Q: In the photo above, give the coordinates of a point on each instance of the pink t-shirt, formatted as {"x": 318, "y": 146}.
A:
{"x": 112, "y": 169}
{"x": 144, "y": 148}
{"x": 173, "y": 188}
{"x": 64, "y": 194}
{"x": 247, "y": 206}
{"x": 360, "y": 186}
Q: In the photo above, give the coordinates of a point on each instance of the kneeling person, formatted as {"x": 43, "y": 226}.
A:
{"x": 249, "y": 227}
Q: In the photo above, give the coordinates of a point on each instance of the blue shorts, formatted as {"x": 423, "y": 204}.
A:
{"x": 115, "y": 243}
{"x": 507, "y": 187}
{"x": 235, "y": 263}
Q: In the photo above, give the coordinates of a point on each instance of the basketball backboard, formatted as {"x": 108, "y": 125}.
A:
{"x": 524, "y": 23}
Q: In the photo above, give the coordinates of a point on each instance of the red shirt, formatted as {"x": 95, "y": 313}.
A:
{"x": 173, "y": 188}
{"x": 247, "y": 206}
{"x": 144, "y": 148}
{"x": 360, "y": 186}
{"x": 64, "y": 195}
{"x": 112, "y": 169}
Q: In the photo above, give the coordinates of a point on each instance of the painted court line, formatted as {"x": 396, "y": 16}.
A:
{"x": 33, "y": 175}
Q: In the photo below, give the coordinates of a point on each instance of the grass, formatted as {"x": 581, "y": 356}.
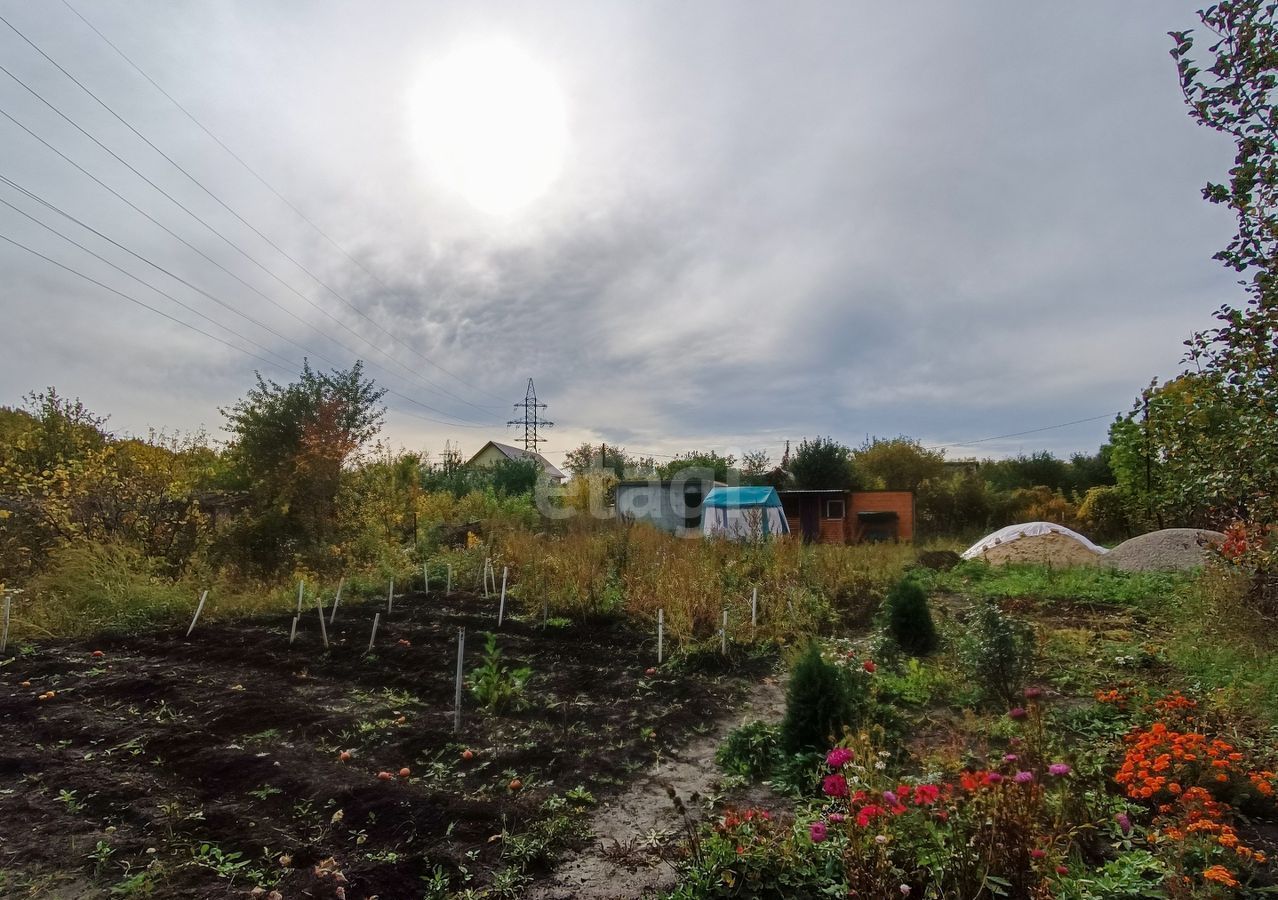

————————

> **Exercise directions**: Rescale every line from the one containing "of the basketball" through the end of the items, requests included, by multiplying each answer coordinate by 0.4 and rounding it to a whole number, with halves rounded up. Keep the format sample coordinates in the requests unchanged, and leave the pictures out of the answer.

> **Answer for the task**:
Q: In the photo above, give the coordinates of a point on each instance of the basketball backboard, formatted as {"x": 108, "y": 125}.
A:
{"x": 210, "y": 9}
Q: In the photo above, give the coordinates of a point on each instance of the red shirt, formatted as {"x": 95, "y": 313}.
A:
{"x": 69, "y": 75}
{"x": 99, "y": 82}
{"x": 58, "y": 59}
{"x": 144, "y": 74}
{"x": 26, "y": 78}
{"x": 45, "y": 68}
Q: In the photo above, give the coordinates of a point on each instance of the painted court line, formatted as {"x": 396, "y": 16}.
A:
{"x": 13, "y": 70}
Q: In the photo below, give the coordinates of a point on each instance of the grass, formatted as {"x": 581, "y": 356}.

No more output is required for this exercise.